Stated goal —
Your task is to transcribe the entries below exactly, beginning with the line containing "Task: pick out every instance of the fingernail" and ending with the final line, and to add nothing else.

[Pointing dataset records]
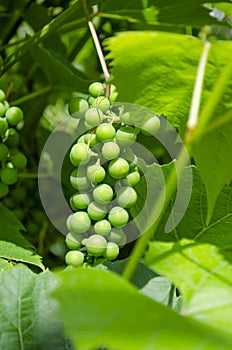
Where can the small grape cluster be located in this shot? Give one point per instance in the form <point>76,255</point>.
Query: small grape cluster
<point>104,178</point>
<point>11,159</point>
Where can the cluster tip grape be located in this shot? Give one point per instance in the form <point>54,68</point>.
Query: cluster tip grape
<point>103,179</point>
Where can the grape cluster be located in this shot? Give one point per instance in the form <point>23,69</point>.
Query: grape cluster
<point>11,159</point>
<point>103,177</point>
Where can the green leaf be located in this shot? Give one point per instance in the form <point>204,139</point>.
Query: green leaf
<point>202,276</point>
<point>27,315</point>
<point>101,309</point>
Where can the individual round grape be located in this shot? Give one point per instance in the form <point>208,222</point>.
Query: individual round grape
<point>103,194</point>
<point>112,251</point>
<point>14,115</point>
<point>151,126</point>
<point>118,216</point>
<point>96,245</point>
<point>133,178</point>
<point>79,154</point>
<point>95,173</point>
<point>96,89</point>
<point>102,227</point>
<point>105,132</point>
<point>3,152</point>
<point>118,168</point>
<point>74,258</point>
<point>126,197</point>
<point>19,160</point>
<point>101,103</point>
<point>80,201</point>
<point>79,181</point>
<point>93,117</point>
<point>4,189</point>
<point>110,150</point>
<point>9,176</point>
<point>79,222</point>
<point>77,105</point>
<point>126,136</point>
<point>96,211</point>
<point>117,235</point>
<point>3,126</point>
<point>73,240</point>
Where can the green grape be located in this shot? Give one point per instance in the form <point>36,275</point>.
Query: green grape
<point>3,152</point>
<point>77,105</point>
<point>9,176</point>
<point>126,197</point>
<point>110,150</point>
<point>79,181</point>
<point>14,115</point>
<point>118,216</point>
<point>3,126</point>
<point>78,222</point>
<point>126,136</point>
<point>96,211</point>
<point>101,103</point>
<point>93,117</point>
<point>112,251</point>
<point>133,178</point>
<point>117,235</point>
<point>151,126</point>
<point>102,227</point>
<point>118,168</point>
<point>18,160</point>
<point>80,201</point>
<point>96,245</point>
<point>105,132</point>
<point>79,154</point>
<point>96,89</point>
<point>73,240</point>
<point>4,189</point>
<point>103,194</point>
<point>74,258</point>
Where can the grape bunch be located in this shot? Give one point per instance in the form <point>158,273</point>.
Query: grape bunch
<point>103,178</point>
<point>11,159</point>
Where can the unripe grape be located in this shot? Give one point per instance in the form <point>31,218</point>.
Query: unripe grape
<point>77,105</point>
<point>80,201</point>
<point>118,168</point>
<point>105,131</point>
<point>79,154</point>
<point>126,197</point>
<point>103,194</point>
<point>112,251</point>
<point>95,173</point>
<point>93,117</point>
<point>4,189</point>
<point>96,245</point>
<point>9,176</point>
<point>79,222</point>
<point>126,136</point>
<point>133,178</point>
<point>96,89</point>
<point>96,211</point>
<point>101,103</point>
<point>14,115</point>
<point>118,216</point>
<point>151,126</point>
<point>74,258</point>
<point>110,150</point>
<point>102,227</point>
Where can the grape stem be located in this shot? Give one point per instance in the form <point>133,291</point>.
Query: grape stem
<point>98,47</point>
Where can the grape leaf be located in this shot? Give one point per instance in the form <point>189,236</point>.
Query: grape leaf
<point>27,315</point>
<point>100,308</point>
<point>202,276</point>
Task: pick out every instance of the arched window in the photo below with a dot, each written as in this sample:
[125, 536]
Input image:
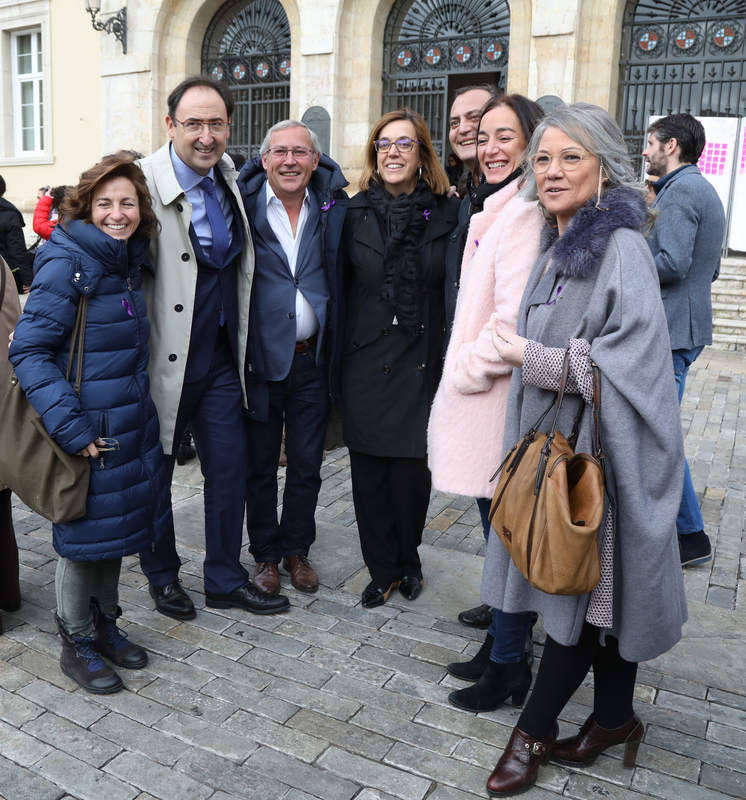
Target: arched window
[681, 56]
[247, 45]
[434, 47]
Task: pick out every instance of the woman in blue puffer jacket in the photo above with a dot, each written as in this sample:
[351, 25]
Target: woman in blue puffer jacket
[99, 252]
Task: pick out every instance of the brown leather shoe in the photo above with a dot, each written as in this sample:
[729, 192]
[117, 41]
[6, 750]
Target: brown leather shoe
[302, 574]
[267, 578]
[591, 740]
[518, 766]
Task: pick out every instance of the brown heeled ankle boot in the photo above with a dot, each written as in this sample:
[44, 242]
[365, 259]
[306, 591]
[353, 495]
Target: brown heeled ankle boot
[591, 740]
[518, 766]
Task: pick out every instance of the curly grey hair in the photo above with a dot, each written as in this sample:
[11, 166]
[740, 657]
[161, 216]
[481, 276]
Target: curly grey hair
[290, 123]
[594, 129]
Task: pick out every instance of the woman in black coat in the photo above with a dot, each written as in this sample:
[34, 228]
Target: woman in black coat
[394, 240]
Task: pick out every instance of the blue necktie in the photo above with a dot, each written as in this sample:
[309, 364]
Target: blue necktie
[216, 218]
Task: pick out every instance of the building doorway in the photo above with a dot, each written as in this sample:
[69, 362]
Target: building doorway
[247, 46]
[434, 47]
[681, 56]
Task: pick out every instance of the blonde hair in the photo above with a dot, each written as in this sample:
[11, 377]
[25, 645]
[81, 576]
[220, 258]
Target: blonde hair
[432, 171]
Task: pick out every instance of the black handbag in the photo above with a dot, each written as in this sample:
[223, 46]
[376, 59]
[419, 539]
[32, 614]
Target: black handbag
[46, 478]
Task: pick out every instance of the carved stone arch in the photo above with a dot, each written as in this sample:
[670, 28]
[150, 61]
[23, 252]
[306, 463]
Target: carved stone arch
[433, 47]
[179, 32]
[681, 56]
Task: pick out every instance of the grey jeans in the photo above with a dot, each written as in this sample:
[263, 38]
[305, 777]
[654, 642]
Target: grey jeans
[76, 582]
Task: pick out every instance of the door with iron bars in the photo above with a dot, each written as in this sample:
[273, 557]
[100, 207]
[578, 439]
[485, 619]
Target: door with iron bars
[681, 56]
[434, 47]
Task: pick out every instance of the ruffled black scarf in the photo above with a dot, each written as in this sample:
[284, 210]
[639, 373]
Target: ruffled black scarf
[580, 250]
[478, 194]
[404, 219]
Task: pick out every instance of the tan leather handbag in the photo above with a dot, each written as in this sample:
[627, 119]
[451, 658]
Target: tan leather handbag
[48, 480]
[548, 505]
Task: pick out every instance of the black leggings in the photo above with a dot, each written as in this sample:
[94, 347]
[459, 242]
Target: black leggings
[561, 672]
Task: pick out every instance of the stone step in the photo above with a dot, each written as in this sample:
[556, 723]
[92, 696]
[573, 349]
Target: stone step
[729, 311]
[727, 341]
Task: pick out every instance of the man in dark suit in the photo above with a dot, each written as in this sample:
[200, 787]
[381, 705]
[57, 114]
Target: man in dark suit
[198, 303]
[295, 204]
[686, 242]
[13, 244]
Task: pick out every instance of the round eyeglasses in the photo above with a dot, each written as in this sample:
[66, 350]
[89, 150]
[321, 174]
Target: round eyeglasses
[403, 144]
[194, 127]
[568, 161]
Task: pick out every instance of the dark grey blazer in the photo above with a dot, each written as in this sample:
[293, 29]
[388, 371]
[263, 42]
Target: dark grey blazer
[686, 241]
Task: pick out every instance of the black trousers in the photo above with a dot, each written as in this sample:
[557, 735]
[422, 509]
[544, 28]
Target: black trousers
[391, 496]
[561, 672]
[10, 593]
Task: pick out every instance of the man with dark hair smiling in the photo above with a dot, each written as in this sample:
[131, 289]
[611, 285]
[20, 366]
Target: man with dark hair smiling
[686, 241]
[198, 301]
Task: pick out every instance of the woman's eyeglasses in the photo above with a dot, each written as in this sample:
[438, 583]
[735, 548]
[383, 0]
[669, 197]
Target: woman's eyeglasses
[568, 161]
[403, 144]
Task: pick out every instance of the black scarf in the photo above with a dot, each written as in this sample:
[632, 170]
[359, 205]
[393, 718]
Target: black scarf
[404, 219]
[479, 194]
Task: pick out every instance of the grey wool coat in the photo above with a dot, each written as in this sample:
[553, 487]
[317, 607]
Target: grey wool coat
[686, 243]
[601, 285]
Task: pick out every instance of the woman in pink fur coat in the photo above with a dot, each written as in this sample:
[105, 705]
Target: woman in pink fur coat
[465, 436]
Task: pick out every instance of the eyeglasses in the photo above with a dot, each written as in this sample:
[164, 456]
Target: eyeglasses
[194, 126]
[281, 153]
[568, 161]
[501, 140]
[403, 144]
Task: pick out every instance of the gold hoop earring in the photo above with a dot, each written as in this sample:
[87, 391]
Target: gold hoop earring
[601, 174]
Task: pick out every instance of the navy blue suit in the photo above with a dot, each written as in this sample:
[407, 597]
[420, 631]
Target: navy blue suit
[285, 387]
[211, 402]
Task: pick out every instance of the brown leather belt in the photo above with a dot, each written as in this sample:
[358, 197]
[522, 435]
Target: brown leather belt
[306, 344]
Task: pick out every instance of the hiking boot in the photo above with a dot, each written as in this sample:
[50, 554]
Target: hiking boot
[113, 643]
[83, 663]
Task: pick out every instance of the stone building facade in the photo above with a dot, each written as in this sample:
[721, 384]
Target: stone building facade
[70, 94]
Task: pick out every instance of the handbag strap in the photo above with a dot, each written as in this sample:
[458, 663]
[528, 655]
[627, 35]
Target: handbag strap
[2, 284]
[597, 449]
[77, 341]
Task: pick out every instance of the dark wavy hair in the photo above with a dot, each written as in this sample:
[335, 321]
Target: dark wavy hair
[79, 199]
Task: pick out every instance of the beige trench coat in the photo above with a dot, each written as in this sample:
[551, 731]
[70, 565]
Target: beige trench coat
[173, 285]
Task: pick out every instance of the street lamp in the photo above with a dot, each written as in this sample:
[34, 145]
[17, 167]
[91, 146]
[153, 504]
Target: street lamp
[115, 23]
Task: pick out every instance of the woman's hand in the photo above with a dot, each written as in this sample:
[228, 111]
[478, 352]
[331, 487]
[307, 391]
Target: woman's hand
[91, 450]
[508, 344]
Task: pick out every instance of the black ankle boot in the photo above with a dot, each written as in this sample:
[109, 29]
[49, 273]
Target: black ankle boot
[81, 662]
[472, 670]
[497, 683]
[113, 643]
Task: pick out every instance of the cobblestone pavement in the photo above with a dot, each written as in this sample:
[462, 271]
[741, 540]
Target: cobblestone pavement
[332, 701]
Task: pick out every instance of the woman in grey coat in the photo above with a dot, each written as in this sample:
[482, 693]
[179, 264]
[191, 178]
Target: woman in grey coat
[594, 289]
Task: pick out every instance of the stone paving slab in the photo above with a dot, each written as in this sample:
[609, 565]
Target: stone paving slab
[335, 702]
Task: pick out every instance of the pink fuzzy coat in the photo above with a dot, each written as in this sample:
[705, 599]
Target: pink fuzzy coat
[465, 432]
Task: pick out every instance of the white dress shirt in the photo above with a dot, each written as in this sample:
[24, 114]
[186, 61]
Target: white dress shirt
[306, 323]
[189, 181]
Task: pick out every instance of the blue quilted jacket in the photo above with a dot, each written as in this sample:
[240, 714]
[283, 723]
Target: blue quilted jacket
[128, 497]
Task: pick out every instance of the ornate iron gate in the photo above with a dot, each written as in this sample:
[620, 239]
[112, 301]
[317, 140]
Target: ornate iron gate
[247, 45]
[681, 56]
[428, 41]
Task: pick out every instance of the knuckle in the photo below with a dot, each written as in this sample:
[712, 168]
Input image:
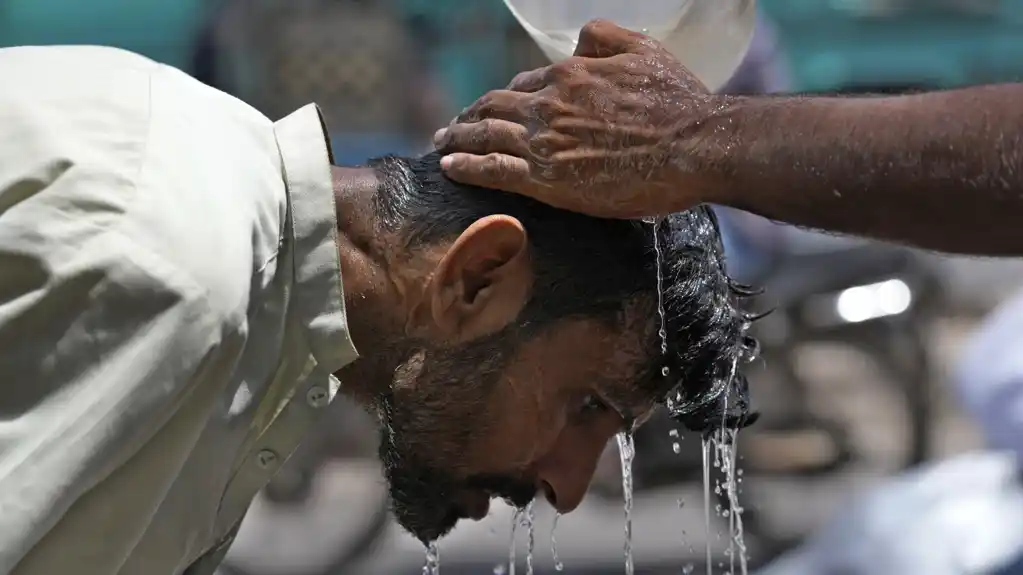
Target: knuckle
[560, 72]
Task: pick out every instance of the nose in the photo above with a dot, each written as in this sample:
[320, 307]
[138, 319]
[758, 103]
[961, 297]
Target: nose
[565, 473]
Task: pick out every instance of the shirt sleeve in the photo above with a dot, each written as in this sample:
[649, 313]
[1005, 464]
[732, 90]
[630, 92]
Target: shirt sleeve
[100, 342]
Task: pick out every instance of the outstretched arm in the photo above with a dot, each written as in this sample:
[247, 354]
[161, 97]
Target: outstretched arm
[941, 170]
[623, 130]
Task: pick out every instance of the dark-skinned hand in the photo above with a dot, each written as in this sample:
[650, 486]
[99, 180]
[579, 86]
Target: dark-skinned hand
[614, 131]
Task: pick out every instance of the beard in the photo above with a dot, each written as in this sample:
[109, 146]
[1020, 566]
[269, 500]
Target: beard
[438, 404]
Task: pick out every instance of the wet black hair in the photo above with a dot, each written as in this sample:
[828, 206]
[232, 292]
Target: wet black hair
[590, 267]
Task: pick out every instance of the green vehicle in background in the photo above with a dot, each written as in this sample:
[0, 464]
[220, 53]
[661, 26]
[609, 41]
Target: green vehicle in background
[898, 45]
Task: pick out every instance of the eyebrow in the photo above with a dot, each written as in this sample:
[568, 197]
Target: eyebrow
[629, 404]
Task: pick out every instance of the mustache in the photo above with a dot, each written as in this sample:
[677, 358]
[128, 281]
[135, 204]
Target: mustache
[518, 491]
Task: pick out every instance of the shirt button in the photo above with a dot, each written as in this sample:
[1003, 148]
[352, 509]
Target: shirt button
[266, 458]
[317, 397]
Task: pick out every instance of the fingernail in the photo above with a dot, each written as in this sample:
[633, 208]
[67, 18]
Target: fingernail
[439, 137]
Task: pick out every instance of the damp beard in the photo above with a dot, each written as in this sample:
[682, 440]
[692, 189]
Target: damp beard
[437, 405]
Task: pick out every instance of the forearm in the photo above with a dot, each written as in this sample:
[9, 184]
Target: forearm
[942, 171]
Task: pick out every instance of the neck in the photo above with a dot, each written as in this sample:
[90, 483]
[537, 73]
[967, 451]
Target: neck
[372, 291]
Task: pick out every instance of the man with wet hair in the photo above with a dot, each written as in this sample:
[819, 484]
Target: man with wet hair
[184, 284]
[542, 339]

The result —
Task: pick out every instance of the fingernail in the photo above with a dot, each written as in this sample:
[633, 208]
[67, 18]
Target: fingernail
[439, 137]
Task: pick out every instance of the damp beard in the photo above with a dot, each written as in this sample:
[682, 440]
[692, 189]
Target: damp beard
[437, 405]
Task: pick out every instance of the forearm in the photo above with a dot, each written as in this sample:
[9, 184]
Target: forearm
[942, 171]
Task: pick out every instance of the neck in the photo above with a dot, each written as in this sample:
[90, 483]
[537, 73]
[967, 451]
Target: neck
[372, 291]
Task: pick out every instance of the man with wet hair in the photo above with a dot, each written as in this sample:
[819, 484]
Target: man with wet hair
[184, 284]
[542, 339]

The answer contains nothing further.